§ ENTRIES PROVIDED

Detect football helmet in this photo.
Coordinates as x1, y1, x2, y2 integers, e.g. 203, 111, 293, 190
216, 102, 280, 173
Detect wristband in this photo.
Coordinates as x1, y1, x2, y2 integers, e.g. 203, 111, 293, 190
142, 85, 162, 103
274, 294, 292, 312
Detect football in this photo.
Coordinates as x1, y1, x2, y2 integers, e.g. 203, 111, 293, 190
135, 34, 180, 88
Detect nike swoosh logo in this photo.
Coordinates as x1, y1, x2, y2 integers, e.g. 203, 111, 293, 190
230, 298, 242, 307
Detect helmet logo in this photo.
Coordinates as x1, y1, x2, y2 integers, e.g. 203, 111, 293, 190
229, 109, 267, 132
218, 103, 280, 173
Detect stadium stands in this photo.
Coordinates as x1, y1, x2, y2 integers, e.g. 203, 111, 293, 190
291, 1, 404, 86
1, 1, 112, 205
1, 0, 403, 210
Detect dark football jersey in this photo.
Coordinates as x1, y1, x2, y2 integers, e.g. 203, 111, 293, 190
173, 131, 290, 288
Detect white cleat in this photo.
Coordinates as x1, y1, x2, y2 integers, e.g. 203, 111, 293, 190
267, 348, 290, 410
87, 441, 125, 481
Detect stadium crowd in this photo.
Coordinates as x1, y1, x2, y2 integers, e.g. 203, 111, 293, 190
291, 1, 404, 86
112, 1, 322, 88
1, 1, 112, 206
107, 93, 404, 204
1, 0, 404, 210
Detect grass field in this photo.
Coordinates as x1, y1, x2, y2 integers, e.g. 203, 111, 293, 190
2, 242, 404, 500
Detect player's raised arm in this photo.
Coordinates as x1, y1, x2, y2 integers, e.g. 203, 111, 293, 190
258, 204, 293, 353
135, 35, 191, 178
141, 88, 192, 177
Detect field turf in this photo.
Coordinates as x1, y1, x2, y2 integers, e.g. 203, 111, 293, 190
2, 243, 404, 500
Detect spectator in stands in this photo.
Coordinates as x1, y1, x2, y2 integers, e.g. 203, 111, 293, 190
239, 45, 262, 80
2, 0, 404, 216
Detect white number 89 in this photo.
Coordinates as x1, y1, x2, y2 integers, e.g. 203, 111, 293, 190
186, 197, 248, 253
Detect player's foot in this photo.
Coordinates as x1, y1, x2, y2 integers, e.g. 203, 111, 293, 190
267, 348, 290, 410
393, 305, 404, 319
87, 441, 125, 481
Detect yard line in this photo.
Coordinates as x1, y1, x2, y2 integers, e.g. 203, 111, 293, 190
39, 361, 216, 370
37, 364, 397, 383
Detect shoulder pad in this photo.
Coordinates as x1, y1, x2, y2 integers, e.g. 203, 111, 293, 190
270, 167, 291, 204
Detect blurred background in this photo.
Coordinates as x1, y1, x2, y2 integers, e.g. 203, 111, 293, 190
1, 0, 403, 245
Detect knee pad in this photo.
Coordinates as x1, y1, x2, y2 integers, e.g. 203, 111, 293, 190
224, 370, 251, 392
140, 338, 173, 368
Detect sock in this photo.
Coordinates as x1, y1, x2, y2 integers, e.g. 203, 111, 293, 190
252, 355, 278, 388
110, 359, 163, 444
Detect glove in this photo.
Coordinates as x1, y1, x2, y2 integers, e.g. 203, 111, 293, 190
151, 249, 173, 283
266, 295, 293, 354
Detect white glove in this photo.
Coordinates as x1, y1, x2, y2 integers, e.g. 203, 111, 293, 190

§ WHAT TO PRODUCE
Only a number is wanted here: how many lines of the material hold the word "football".

§ SOLUTION FOR THIS EXERCISE
3